## Begin Raw records

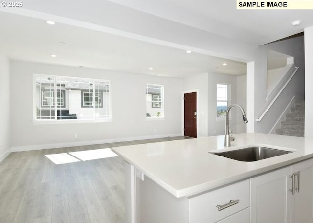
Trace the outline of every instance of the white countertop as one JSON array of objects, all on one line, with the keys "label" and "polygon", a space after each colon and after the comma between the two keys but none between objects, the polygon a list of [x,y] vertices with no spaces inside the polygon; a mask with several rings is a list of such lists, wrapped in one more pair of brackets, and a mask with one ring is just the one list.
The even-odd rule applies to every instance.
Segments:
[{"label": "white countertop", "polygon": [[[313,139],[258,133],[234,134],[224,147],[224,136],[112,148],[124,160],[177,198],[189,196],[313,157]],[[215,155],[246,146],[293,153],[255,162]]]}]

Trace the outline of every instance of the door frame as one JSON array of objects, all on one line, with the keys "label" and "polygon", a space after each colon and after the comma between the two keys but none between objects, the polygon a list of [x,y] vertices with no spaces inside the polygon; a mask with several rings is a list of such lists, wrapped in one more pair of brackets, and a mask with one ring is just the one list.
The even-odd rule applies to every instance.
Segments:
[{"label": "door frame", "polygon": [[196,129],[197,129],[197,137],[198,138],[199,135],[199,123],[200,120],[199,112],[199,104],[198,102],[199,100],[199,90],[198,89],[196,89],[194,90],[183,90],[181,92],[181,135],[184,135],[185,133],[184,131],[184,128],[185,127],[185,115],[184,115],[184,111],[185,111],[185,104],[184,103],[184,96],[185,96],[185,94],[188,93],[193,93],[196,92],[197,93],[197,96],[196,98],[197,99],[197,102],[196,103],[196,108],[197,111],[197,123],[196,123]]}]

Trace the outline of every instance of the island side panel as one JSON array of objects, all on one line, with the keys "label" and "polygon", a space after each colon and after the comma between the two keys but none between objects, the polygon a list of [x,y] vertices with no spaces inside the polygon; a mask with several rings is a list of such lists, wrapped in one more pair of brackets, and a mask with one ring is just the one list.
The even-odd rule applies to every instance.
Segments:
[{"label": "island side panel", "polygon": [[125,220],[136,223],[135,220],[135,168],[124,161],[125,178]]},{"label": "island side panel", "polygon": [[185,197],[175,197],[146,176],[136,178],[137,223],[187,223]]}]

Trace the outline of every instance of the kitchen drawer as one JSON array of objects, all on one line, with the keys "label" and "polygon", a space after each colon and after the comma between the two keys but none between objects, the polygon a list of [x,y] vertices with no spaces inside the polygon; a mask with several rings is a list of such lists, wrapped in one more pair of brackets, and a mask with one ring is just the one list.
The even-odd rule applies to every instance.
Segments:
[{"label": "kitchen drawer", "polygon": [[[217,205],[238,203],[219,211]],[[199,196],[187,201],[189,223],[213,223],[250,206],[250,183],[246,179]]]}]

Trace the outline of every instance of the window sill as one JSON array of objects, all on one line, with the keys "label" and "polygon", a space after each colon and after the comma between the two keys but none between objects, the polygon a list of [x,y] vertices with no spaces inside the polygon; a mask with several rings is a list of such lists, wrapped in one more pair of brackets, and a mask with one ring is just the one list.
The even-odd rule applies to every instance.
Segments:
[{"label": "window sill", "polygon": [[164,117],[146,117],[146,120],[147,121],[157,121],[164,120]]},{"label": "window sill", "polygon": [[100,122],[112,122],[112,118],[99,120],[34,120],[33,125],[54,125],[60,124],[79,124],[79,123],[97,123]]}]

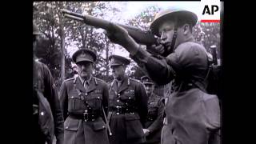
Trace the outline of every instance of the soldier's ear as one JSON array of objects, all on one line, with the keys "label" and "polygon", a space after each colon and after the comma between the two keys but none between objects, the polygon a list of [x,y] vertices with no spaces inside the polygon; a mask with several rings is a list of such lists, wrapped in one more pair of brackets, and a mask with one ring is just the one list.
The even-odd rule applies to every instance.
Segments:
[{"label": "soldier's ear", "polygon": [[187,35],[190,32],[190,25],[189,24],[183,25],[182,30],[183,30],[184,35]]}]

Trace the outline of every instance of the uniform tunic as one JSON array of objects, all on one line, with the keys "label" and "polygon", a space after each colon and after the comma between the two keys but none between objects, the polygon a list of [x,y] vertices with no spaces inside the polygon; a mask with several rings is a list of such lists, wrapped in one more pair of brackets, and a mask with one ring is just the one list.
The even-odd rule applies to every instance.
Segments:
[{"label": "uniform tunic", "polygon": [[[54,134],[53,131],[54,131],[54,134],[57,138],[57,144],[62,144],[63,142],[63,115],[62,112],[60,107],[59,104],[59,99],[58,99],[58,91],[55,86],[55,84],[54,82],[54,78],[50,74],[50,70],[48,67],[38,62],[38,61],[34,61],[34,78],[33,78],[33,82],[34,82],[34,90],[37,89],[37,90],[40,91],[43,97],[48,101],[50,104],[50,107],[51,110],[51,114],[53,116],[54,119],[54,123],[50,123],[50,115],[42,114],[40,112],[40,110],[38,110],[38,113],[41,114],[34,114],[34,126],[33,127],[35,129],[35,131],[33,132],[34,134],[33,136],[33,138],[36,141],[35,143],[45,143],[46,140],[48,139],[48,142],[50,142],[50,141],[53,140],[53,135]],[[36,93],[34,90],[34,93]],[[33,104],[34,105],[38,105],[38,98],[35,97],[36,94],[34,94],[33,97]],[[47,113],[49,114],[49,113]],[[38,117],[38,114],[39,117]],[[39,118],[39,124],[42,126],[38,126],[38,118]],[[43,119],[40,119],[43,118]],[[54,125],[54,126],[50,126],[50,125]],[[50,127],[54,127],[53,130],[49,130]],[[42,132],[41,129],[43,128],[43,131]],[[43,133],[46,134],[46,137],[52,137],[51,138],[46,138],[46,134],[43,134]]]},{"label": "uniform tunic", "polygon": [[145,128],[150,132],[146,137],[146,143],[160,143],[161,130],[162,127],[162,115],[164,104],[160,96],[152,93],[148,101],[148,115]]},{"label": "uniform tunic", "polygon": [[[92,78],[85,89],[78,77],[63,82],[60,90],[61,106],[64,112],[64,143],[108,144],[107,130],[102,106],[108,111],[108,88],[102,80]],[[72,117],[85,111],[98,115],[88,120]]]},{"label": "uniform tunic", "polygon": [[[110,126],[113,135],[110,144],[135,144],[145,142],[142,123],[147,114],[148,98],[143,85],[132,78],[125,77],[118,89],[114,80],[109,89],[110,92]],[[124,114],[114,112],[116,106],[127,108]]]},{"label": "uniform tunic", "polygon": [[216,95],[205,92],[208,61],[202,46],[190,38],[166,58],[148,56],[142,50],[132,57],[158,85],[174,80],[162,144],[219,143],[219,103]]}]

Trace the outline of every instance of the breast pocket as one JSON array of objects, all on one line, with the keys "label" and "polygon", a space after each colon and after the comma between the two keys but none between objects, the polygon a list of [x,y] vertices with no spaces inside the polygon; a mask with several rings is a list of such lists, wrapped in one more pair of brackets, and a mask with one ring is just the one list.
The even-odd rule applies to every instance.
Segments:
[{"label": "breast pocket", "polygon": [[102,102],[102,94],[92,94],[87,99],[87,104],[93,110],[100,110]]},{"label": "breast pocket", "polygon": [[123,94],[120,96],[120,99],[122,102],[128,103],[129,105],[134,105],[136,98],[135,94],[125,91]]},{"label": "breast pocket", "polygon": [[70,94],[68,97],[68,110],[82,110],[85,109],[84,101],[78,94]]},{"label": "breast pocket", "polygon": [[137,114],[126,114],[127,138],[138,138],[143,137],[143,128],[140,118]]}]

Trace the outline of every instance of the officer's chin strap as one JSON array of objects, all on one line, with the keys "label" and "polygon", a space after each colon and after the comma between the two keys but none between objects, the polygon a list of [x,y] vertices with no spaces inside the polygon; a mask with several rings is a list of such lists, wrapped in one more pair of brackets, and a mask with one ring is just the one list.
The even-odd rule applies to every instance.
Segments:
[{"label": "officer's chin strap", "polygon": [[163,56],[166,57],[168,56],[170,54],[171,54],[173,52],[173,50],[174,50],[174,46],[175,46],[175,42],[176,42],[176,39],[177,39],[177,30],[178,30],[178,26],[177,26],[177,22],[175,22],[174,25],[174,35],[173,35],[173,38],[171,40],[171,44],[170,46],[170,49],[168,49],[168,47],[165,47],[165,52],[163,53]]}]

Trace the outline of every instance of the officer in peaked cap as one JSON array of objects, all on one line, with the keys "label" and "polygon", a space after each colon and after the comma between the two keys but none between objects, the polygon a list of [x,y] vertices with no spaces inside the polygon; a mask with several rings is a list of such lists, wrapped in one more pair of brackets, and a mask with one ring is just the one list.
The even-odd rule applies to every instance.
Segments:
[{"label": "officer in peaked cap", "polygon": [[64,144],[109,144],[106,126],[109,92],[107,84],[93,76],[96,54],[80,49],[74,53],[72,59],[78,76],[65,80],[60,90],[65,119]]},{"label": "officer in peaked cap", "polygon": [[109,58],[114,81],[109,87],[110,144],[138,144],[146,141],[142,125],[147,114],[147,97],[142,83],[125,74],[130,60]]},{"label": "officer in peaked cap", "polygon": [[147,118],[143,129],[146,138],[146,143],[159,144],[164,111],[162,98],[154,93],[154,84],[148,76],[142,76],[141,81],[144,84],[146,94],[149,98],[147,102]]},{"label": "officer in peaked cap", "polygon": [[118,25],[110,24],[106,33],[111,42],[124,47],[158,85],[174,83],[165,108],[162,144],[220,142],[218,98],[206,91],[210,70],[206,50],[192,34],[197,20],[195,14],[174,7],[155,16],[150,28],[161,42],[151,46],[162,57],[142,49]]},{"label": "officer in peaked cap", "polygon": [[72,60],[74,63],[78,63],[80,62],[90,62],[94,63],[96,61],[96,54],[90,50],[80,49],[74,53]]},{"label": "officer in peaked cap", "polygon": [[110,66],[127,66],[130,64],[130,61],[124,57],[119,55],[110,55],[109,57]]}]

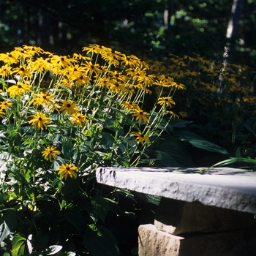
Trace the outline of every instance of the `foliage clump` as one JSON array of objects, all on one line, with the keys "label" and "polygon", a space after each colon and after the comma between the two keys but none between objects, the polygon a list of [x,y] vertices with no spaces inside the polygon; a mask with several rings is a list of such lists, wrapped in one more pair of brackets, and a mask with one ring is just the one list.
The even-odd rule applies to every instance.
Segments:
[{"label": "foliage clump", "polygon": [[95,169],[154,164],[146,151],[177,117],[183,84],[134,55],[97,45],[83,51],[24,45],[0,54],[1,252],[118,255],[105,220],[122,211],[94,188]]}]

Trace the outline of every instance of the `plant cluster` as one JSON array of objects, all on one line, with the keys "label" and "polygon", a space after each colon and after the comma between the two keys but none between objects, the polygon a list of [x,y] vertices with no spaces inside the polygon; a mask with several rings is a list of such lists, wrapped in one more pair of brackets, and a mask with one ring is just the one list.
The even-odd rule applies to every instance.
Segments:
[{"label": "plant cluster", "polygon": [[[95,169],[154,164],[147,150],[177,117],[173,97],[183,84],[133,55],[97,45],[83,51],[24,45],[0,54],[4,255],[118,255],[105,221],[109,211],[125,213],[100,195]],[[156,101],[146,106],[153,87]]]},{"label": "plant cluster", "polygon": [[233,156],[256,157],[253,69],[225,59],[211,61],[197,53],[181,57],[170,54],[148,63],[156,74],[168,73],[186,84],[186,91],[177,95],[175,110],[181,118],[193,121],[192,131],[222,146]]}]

## End Raw records

### Your instructions
Gather every line of the listing above that contains the string "window". Case matters.

### Worked answer
Trace the outline of every instance of the window sill as one JSON array of objects, all on one line, with the keys "label" and "polygon", a space after each colon and after the comma between the two keys but none between objects, the polygon a list of [x,y] vertices with no spaces inside the polygon; a mask with several rings is a list of such lists, wrapped in one more pair of brackets, and a mask with one ring is just the one list.
[{"label": "window sill", "polygon": [[164,117],[146,117],[146,120],[147,121],[157,121],[164,120]]},{"label": "window sill", "polygon": [[100,122],[112,122],[112,118],[99,120],[34,120],[33,125],[54,125],[60,124],[79,124],[79,123],[97,123]]}]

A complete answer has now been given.